Point annotation records:
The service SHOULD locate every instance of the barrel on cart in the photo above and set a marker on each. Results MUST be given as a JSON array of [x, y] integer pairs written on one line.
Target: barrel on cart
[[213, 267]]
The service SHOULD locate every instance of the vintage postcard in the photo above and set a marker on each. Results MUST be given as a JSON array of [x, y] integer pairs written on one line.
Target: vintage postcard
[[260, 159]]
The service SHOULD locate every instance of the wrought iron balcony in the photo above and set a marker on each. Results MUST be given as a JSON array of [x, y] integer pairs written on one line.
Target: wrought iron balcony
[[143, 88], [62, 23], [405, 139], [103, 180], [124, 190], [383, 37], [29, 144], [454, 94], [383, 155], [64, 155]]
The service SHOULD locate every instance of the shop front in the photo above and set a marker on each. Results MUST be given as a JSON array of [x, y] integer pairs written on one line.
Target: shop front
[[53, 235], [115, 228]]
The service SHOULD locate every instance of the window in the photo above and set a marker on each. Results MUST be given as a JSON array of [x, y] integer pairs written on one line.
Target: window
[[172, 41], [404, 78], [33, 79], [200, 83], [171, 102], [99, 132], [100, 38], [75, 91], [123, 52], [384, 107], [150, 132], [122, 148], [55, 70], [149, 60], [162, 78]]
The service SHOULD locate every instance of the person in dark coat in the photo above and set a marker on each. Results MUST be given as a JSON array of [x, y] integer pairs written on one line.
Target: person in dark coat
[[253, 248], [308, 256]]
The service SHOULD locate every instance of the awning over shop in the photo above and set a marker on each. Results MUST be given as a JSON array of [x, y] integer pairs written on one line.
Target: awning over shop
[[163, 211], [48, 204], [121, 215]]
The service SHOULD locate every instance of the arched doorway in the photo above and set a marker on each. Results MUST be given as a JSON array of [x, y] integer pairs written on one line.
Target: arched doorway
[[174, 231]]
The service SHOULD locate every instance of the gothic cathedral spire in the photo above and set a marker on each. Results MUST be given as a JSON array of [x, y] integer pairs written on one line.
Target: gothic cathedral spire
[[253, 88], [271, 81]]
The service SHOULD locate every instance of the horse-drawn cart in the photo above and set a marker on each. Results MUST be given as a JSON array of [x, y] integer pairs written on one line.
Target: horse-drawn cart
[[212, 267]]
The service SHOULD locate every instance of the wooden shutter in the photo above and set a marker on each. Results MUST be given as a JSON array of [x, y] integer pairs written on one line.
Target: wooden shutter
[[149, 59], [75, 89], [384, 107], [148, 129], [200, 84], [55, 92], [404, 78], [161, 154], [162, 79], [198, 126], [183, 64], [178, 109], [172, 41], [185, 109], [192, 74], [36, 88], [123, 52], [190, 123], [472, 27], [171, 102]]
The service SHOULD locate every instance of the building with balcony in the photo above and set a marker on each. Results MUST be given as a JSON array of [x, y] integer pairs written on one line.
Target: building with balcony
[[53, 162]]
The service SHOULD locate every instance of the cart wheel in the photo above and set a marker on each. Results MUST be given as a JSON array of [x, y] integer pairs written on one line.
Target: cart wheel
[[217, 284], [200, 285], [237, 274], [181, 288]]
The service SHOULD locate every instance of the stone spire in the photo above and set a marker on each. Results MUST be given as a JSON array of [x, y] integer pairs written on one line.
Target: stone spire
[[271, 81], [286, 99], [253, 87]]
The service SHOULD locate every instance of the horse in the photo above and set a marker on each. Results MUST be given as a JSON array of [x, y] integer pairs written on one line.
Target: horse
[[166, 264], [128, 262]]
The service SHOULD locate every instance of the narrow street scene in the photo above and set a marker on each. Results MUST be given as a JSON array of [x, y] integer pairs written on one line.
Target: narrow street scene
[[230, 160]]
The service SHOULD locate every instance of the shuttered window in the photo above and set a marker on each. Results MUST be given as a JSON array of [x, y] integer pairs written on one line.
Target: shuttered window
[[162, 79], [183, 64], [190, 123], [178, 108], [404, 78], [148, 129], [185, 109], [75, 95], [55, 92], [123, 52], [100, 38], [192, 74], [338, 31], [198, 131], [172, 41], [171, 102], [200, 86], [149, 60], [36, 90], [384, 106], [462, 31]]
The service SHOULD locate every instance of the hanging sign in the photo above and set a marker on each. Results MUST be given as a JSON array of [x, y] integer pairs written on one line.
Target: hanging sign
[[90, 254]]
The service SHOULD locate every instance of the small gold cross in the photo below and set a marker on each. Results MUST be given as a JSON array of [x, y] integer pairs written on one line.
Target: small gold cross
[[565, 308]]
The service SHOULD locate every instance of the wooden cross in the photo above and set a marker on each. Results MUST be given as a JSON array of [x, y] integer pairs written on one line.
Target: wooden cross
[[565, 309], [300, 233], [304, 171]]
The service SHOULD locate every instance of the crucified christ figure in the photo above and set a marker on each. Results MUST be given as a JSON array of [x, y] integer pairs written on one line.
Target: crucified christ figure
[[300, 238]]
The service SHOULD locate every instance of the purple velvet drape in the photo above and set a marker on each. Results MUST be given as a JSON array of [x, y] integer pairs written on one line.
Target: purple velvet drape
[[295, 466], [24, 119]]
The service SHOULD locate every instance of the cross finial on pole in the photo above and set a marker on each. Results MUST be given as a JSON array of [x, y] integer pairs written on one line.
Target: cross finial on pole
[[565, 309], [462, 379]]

What is required = Scale everything above from the line containing "The service SHOULD locate every instance of the cross" down through the last line, and write those lines out again in full, requests included. Multiply every point coordinate in the answers by 2.45 and round each to a whole number, with halves rounded up.

Full response =
The service SHOULD locate every instance of the cross finial on pole in the photo above and set a marker on each. Results MUST be given as a JSON array of [x, y] integer pairs written on one line.
Target: cross finial on pole
[[1384, 757], [1132, 929]]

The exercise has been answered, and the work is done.